======== Items

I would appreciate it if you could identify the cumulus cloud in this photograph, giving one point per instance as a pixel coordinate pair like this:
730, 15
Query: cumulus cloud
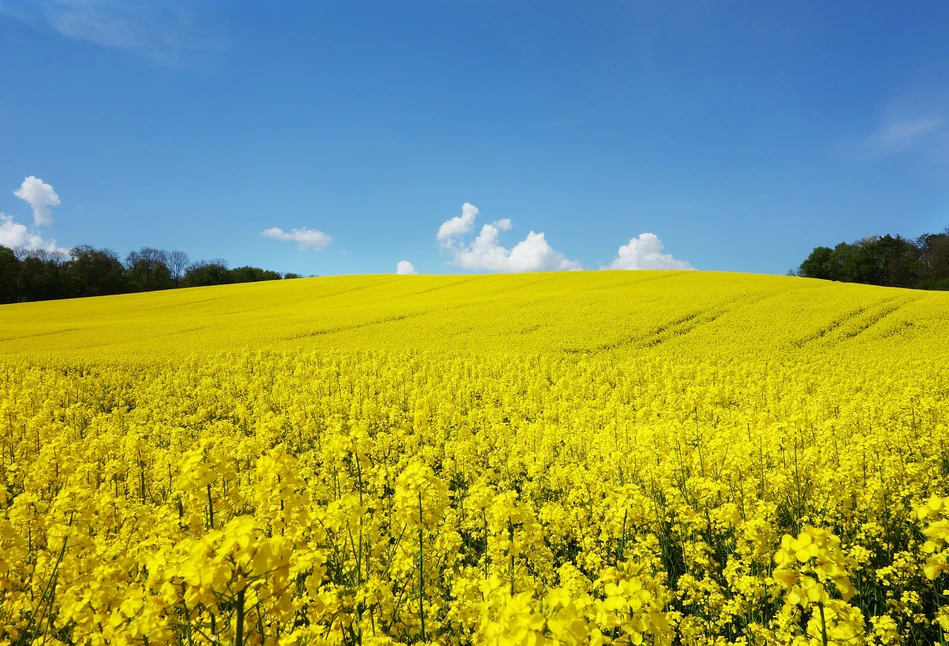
457, 226
533, 253
645, 252
305, 238
14, 235
40, 196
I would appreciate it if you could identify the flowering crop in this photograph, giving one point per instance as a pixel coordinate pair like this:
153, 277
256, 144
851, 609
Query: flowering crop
642, 457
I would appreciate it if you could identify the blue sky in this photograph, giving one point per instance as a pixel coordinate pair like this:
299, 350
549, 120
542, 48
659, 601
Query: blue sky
740, 135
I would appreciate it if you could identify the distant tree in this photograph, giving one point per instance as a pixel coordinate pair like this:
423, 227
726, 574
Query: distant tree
891, 261
251, 275
43, 276
816, 264
148, 269
204, 273
95, 272
177, 264
9, 276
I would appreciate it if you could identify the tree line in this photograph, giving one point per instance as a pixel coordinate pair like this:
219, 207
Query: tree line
890, 261
35, 275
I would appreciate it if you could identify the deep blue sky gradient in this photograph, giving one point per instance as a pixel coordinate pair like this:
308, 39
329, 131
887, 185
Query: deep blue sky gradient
742, 134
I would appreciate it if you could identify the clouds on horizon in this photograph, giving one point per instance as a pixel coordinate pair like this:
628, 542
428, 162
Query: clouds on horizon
533, 253
14, 235
304, 237
486, 252
41, 197
645, 252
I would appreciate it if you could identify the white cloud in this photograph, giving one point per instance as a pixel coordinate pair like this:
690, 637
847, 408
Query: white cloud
165, 32
40, 196
306, 238
645, 252
533, 253
14, 235
457, 226
904, 134
405, 267
504, 224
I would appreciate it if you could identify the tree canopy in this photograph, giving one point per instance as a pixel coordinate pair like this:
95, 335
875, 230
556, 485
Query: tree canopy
85, 271
890, 261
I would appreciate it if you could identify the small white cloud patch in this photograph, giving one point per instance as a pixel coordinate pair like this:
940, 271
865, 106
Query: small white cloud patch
14, 235
304, 237
533, 253
40, 196
645, 252
457, 226
405, 267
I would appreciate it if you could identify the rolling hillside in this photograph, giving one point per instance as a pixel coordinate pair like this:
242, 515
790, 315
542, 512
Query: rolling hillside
577, 312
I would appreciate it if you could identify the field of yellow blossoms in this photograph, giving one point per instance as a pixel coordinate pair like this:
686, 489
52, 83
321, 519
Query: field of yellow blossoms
579, 458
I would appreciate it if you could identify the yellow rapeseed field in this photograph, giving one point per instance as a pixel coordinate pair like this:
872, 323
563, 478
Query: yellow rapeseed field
576, 458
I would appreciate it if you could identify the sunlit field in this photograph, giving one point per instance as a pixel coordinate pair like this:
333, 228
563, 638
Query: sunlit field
571, 458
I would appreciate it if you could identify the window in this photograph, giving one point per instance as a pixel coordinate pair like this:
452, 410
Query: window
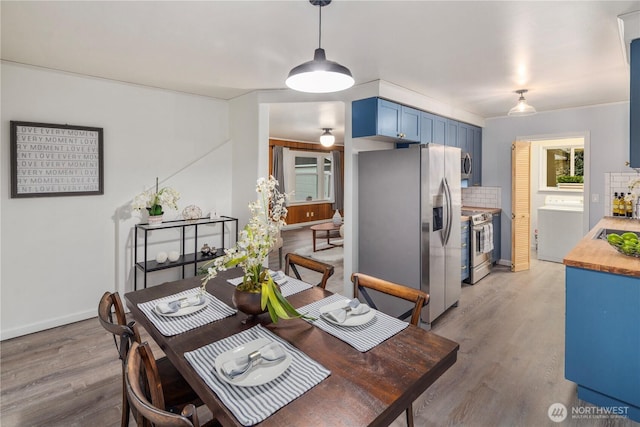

================

Copy every line above word for word, from the first one through the last, and leave out the pictures.

I would appreciate it if you could identify the cumulus cloud in this photograph, giving one point per instance as a pixel coordinate pair like this:
730, 15
Query: cumulus cloud
457, 226
533, 253
645, 252
305, 238
14, 235
40, 196
I would appreciate it if you could identify the flowering crop in this photograph, giving one point per instance as a pixel coordinate pair like this:
153, 277
256, 144
851, 609
Query: flowering crop
642, 457
I would appreciate it if you could identify the blue sky in this photograph, giving one point per instance as a pixel coordinate pair like this:
299, 350
549, 120
542, 48
659, 601
Query: blue sky
740, 135
I would appreciate it if you could identify the distant tree in this photograph, giving one point per instance as a pixel coordinate pair like this:
423, 227
726, 574
Query: distant tree
891, 261
251, 275
43, 276
816, 264
148, 269
204, 273
95, 272
177, 264
9, 276
I would appreciate it if you could identify the tree line in this photograph, giving one point per instance as a pixel coordinate pair like this:
219, 207
Query: tree line
890, 261
35, 275
I would appreciate it if you could identify the deep blue sky gradient in this photograph, giving one point per instance as a pixel coordinate pair like this:
308, 39
329, 131
887, 185
Query: deep blue sky gradient
742, 134
I would appreciate it if you could identify the clouds on horizon in this photograph, giving one point per instance as a pixel coordinate pair like this:
628, 542
428, 162
Query: clouds on horizon
533, 253
14, 235
304, 237
486, 252
41, 197
645, 252
I would appreciate it if you could identify the white cloud in this photograph, giving one point per instance as a pixel coordinate pair like this:
690, 637
847, 408
Query: white cloud
165, 32
40, 196
306, 238
645, 252
533, 253
14, 235
457, 226
904, 134
405, 267
504, 224
I would appreciate it if you could identify the tree canopy in this photograph, giving one point per instance as a pixel coordinate pair like this:
95, 335
875, 230
556, 485
Query: tree canopy
85, 271
890, 261
I would appreciate it if you could identify the small white cloud patch in this photograph, giving one point per instance as a pixel coordinate pair like this:
940, 271
865, 106
Query: small white cloud patch
14, 235
304, 237
533, 253
40, 196
645, 252
457, 226
405, 267
I would appreciate it if you could identify the rolling hillside in this photograph, giving one point per instance as a pixel coordinate pair like this:
242, 515
790, 315
542, 512
Query: rolling hillside
577, 312
I would appreciate it if you could identify the field of yellow blossoms in this photograph, giving one point per instance as a pixel coordinate pair like this:
686, 489
52, 83
321, 519
Query: field of yellow blossoms
579, 458
I would appreciate it if you could identify the yellow rapeseed field in this photograph, giving one point per instance as a pixel coordinate pair like this:
872, 323
563, 478
Query: yellow rapeseed field
576, 458
I would appreciate it if you could identify the sunlit field in this photograph, giving one point per instance as a pixel coordinate pair like this:
333, 228
563, 638
Query: sunlit field
571, 458
I would appreciate it if you could identify the window in this photograph, giving one point per instance as a pixel coordinate pair like this:
452, 410
Query: window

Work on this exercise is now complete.